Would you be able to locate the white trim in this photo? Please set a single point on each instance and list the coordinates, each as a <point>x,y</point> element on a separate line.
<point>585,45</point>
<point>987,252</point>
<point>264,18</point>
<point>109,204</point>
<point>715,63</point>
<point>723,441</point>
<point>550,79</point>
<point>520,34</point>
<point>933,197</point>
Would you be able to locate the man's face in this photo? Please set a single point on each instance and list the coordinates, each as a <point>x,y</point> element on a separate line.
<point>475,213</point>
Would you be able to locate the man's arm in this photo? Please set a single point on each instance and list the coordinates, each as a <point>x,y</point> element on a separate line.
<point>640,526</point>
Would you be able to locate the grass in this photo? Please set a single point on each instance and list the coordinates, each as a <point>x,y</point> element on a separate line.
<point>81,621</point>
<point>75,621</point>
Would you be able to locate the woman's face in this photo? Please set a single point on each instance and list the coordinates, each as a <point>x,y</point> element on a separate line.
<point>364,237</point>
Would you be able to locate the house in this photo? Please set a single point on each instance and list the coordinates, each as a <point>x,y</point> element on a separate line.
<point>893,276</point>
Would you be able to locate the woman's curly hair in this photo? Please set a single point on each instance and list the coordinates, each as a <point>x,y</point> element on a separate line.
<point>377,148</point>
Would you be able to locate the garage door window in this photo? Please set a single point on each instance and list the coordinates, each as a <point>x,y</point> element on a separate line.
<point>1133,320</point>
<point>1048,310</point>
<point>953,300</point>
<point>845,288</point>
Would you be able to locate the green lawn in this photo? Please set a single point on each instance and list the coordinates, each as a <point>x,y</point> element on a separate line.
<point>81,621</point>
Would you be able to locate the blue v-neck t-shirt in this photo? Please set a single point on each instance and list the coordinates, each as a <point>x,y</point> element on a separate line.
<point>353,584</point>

^^^^^^^^

▸ EXERCISE DETAILS: The answer must reproduce every record exactly.

▸ FINISHED TASK:
Would you be able to locate the white trim in this photo? Please set a single point on each instance and list the coordinates, each as a <point>x,y</point> element on a separate line.
<point>585,45</point>
<point>987,252</point>
<point>264,18</point>
<point>109,204</point>
<point>715,63</point>
<point>723,441</point>
<point>550,79</point>
<point>520,34</point>
<point>933,197</point>
Would you be able to locate the man's face in this photo? Please set a single point on each instance and list the coordinates, each as a <point>x,y</point> element on a separate line.
<point>475,213</point>
Would you be able to locate the man's arm in this photo? Please set a single point on each instance and list the coordinates, each as a <point>x,y</point> element on a separate line.
<point>640,526</point>
Would you be able to locate the grass in this photo? Please set a single point on each instance and list the coordinates, each as a <point>x,y</point> element on a separate line.
<point>81,621</point>
<point>75,621</point>
Would you be able to locate the woman's face in this photo? Please set a single point on each instance and list the coordinates, each as a <point>x,y</point> element on a separate line.
<point>364,237</point>
Would you be able to locate the house in this photo? Please set a single point on each instance and list the coordinates, each as a <point>x,y</point> element on a separate line.
<point>893,276</point>
Would you be able to locate the woman's curly hair in this photo? Please set a single point on each instance and list the coordinates, each as a <point>x,y</point> element on a separate line.
<point>377,148</point>
Would you be able to locate the garage door window in this photo? Please set a single point on each instance and list the coordinates, each as a <point>x,y</point> element on a separate line.
<point>1133,320</point>
<point>1048,310</point>
<point>953,300</point>
<point>845,288</point>
Would you be able to locate the green lawn in this photo? Please set a single point on each instance and list the coordinates, each as a <point>x,y</point> element on a separate line.
<point>81,621</point>
Would you be able to locate the blue v-neck t-shirt in this photo? Please set a single point on each instance and list the coordinates, each as a <point>x,y</point> element on a separate line.
<point>353,584</point>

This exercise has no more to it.